* **Selected text**
- Opening Delimiter -

If I open Metamask or Coinbase, for example, I see a balance. This balance is a flat number, similar to what we'd see in a bank to more intuitively check my networth or balance of a particular wallet.

I'm wondering how this is done, from a programmatic perspective. I think I kind of understand this idea of UTXO where if I have coins like (1 coin, 3 coin, 5 coin) and Alice charges 7 coin for some service, I would send 5 coin and 3 coin as input. The output would be 7 coin -> Alice wallet and 1 coin back to my wallet. (Let's ignore fees).

But how do I derive the balance of my wallet?

Intuitively, I get I could start at the genesis block and iterate linearly through the blockchain, however, each block has N transactions, so this seems like a simple derivation would entail scanning N blocks * M transactions/block.

This seems inefficient. How can I understand this better?

2 Answers 2


Your intuition is correct: in order to compute a wallet's balance bitcoind will scan through the entire blockchain, looking for a set of addresses that correspond to its own private keys. As you point out this is a rather time-consuming task. However we should note here that bitcoind needs to iterate through the blockchain and verify all transactions for validity anyway when bootstrapping, so checking if an address belongs to its wallet is rather trivial, compared to verifying scripts and signatures, so it's not adding much to that bootstrap time.

Once you are bootstrapped, you know that anything up to the point you verified is not going to change, so you can just incrementally scan new blocks as they come it, which often takes less than a second with todays code.

- Closing Delimiter -

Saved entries
- Opening Delimiter -

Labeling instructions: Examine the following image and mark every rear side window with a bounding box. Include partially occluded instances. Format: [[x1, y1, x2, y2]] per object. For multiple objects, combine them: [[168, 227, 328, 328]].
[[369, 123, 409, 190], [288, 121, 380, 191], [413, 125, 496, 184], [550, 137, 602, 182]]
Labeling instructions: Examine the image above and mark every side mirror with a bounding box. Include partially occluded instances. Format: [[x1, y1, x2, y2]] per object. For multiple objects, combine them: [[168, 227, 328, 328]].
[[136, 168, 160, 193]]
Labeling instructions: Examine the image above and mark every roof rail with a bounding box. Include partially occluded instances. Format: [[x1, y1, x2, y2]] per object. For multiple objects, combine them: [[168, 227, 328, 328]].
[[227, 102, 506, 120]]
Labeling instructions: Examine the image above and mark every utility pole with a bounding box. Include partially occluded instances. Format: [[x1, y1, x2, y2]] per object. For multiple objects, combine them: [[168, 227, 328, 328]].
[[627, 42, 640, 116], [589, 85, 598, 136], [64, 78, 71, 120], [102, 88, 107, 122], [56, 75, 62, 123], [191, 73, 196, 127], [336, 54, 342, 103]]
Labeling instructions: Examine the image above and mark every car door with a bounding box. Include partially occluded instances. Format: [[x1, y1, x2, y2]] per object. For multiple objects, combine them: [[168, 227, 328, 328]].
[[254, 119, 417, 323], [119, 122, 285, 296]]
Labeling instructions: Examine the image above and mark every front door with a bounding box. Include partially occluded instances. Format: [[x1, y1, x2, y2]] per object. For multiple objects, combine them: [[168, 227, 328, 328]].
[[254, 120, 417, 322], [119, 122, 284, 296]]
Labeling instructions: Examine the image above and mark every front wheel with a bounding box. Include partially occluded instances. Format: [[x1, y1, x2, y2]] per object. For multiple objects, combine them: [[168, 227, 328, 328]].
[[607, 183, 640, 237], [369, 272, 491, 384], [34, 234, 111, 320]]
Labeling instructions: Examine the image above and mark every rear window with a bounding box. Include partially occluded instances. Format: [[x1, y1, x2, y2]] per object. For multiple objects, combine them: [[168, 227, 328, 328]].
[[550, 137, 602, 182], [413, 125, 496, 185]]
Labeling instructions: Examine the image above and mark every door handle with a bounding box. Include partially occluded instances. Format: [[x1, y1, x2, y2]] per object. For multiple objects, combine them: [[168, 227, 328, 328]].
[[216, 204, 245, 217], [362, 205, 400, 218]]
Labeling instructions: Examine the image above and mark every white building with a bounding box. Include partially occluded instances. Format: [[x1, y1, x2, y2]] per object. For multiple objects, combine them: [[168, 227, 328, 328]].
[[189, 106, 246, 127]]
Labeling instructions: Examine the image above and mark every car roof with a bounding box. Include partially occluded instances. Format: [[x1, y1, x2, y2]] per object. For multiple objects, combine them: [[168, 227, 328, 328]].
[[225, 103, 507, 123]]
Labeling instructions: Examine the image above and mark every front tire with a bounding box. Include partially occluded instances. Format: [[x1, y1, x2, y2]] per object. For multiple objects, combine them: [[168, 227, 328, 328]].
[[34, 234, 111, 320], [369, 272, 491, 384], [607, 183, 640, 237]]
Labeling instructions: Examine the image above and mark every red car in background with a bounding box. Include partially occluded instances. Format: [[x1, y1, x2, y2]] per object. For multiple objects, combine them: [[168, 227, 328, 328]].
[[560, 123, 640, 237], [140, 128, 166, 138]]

- Closing Delimiter -
- Opening Delimiter -

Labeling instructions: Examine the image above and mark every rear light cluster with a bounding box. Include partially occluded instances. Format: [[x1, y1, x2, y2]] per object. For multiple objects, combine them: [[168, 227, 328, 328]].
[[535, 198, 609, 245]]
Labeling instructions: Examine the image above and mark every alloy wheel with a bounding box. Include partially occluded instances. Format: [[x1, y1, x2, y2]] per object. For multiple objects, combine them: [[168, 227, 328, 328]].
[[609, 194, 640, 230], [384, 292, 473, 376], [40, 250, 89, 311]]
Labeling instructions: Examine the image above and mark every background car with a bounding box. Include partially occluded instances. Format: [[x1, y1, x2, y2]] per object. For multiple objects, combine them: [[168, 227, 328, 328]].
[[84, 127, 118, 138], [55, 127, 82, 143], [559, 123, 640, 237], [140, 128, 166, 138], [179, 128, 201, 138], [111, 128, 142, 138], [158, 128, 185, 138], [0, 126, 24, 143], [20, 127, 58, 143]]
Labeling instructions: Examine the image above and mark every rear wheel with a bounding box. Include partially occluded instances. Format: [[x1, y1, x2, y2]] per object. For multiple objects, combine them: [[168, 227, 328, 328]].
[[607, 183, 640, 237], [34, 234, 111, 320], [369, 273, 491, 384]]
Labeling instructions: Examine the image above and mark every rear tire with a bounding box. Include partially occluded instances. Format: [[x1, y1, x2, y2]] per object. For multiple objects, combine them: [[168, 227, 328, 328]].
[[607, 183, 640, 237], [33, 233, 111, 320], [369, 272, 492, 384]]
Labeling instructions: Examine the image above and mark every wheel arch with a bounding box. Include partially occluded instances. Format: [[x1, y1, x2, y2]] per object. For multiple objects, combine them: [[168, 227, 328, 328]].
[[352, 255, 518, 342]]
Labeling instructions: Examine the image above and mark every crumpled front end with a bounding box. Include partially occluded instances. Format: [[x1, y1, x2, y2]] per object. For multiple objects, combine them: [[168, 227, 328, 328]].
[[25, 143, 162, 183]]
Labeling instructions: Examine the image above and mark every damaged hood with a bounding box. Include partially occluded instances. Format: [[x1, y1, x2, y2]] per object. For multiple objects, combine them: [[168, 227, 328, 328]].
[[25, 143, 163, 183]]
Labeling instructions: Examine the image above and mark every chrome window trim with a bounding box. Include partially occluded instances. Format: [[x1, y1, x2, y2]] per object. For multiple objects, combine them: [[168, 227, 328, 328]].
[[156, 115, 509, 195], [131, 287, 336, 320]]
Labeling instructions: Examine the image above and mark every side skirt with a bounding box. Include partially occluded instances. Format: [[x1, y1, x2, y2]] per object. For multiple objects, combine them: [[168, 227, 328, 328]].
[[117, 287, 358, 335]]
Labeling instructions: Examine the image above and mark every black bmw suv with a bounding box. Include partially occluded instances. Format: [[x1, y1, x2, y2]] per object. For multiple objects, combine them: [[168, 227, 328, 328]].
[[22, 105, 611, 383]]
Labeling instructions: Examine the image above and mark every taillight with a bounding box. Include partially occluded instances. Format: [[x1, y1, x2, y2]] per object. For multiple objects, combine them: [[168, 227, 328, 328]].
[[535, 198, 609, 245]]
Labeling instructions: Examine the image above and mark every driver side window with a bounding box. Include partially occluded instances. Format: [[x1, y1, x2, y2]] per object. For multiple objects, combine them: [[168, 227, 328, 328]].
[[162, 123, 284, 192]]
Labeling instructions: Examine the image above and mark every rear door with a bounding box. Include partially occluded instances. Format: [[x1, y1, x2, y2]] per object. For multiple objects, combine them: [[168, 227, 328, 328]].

- Closing Delimiter -

* **Task instructions**
a – Answer these questions using the text on wallet balances, one answer per line:
(i) Which coins are sent as input to pay Alice's 7-coin charge?
(ii) What does bitcoind look for as it scans the blockchain to compute a wallet's balance?
(iii) How long does incrementally scanning new blocks often take after bootstrapping?
b – Write the next part of the text on wallet balances, starting after its final sentence.

* **Exercise results**
a –
(i) The 5 coin and the 3 coin.
(ii) A set of addresses that correspond to its own private keys.
(iii) Less than a second.

b –
It is possible to build indices on which address was used in which transaction, which can help locating transactions that involve a certain transaction quickly, and there are wallets that make use of this (electrum, and all hardware wallets), however this is usefull mostly when you don't know all addresses at verification time, and you want to serve this information to users so they don't have to sync it themselves. To build the index however they themselves had to verify the entire chain. This is true for all blockchains by the way, either you are verifying the chain from its genesis, or you are trusting a third-party not to lie by omission (they can not report addresses that are yours), this is for example the case for metamask as well.

One final detail is that some seed schemas have a birthday date / height, which allows a wallet to start scanning from that height, since the seed basically says "don't bother scanning below, I had no addresses before this time". This saving is less efficient the older the seed is, since the skipped part will become smaller compared to the part that needs to be processed.


The first time you run bitcoin it will download and process every single block and will generate an index of all unspent outputs like

{ ‘outputABC’ : 1 btc
  ‘outputDEF’ : 3 btc

etc. When this table is constructed you use it to lookup all the values of the outputs owned by each address in your wallet.

  • Thanks, that makes a lot of sense!